▶ _RECORDS SHOWN_
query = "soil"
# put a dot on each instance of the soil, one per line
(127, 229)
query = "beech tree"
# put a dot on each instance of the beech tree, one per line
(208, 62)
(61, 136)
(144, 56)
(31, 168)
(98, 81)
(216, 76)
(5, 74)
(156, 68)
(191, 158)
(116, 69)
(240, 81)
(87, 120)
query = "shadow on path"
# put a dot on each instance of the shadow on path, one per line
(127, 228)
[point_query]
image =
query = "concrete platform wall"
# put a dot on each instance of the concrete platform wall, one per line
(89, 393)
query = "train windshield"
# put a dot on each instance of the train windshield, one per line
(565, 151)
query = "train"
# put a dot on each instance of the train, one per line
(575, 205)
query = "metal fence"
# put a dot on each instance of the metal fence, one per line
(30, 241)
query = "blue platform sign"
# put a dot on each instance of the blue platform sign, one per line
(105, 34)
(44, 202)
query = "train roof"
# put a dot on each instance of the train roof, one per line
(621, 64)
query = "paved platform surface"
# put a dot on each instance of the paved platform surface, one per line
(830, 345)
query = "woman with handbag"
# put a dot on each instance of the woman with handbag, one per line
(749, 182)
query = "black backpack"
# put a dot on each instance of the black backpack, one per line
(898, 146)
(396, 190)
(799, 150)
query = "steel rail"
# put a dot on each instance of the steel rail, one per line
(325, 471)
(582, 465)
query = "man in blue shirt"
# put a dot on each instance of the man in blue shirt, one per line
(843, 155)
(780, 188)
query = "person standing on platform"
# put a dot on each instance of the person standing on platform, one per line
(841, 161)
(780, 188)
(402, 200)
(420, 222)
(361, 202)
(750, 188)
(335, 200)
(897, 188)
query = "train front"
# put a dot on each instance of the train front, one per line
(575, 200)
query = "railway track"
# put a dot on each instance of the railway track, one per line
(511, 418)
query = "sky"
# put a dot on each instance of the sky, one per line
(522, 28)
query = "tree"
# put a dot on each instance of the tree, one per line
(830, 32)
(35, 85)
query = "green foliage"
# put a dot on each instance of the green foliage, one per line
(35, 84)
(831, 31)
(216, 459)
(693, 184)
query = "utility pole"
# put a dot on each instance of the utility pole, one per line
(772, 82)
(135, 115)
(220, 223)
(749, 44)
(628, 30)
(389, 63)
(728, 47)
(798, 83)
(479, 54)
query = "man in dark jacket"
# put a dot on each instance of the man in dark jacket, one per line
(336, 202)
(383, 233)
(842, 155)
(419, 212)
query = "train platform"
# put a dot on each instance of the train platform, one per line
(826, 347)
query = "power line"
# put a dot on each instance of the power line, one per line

▶ _PROBLEM_
Print all of the entries exactly as they are written.

▶ _SOLUTION TO THIS TASK_
query = "soil"
# put a dot on each instance of the soil, one per line
(127, 229)
query = "beech tree"
# put a dot on each instance of the beech tree, one per line
(208, 62)
(61, 136)
(144, 56)
(31, 168)
(98, 81)
(216, 76)
(5, 74)
(156, 68)
(191, 158)
(116, 69)
(240, 81)
(87, 120)
query = "shadow on path"
# put a dot on each instance of the shadow on path, one per line
(127, 228)
[point_query]
image =
query = "concrete platform wall"
# put a dot on each instance of the concrete platform wall, one per line
(89, 393)
query = "train windshield"
# put a dot on each instance of the train windshield, one per line
(565, 151)
query = "train"
# put a dot on each instance of the train, one per line
(575, 205)
query = "metal fence"
# put a dot on each instance of the metal fence, one per line
(30, 241)
query = "blue platform sign"
# put a dot on each instance of the blue platform sign, one per line
(105, 34)
(44, 202)
query = "train roof"
# put a dot on each instance of the train roof, one per line
(621, 64)
query = "paved platform surface"
# put a dot on each instance of the paved platform surface, one per line
(830, 345)
query = "woman with handbag"
# put a dot on each instance of the woman with handbag, one per line
(749, 182)
query = "black backpack"
# put a dot on each instance of the black backpack, one per line
(898, 146)
(396, 190)
(799, 150)
query = "steel rail"
# put a dot on each instance of the steel rail, one per line
(325, 471)
(582, 465)
query = "man in blue shirt"
# put a dot on each instance of the man in blue shirt, one per line
(843, 155)
(780, 188)
query = "person standing on platform"
# put a dot on each instance of the person standing on platform, one per line
(841, 161)
(780, 188)
(402, 200)
(420, 222)
(361, 202)
(750, 188)
(335, 200)
(897, 188)
query = "train front"
# put a dot on each instance of the train front, one per line
(575, 200)
query = "railway track"
# put a dot on each instance of the railway track, one per line
(511, 418)
query = "sky"
# put a dot on each instance of the sky, one per line
(522, 28)
query = "tree"
# put a dot on each instance of the tree, one per line
(830, 32)
(35, 85)
query = "green foliage"
# put a dot on each instance of the green foliage, one per line
(35, 84)
(831, 31)
(216, 459)
(693, 184)
query = "utility pole"
# put a dot on each instance of the utility pole, one per line
(772, 82)
(135, 115)
(220, 223)
(749, 44)
(628, 30)
(389, 63)
(728, 47)
(798, 83)
(479, 54)
query = "man in dark jacket"
# put a dot on each instance of the man in dark jacket, one per line
(336, 202)
(383, 233)
(842, 155)
(419, 212)
query = "train platform"
# put a dot on each instance of the train platform, one per line
(826, 347)
query = "power line"
# put a dot on each instance of the power line, one per line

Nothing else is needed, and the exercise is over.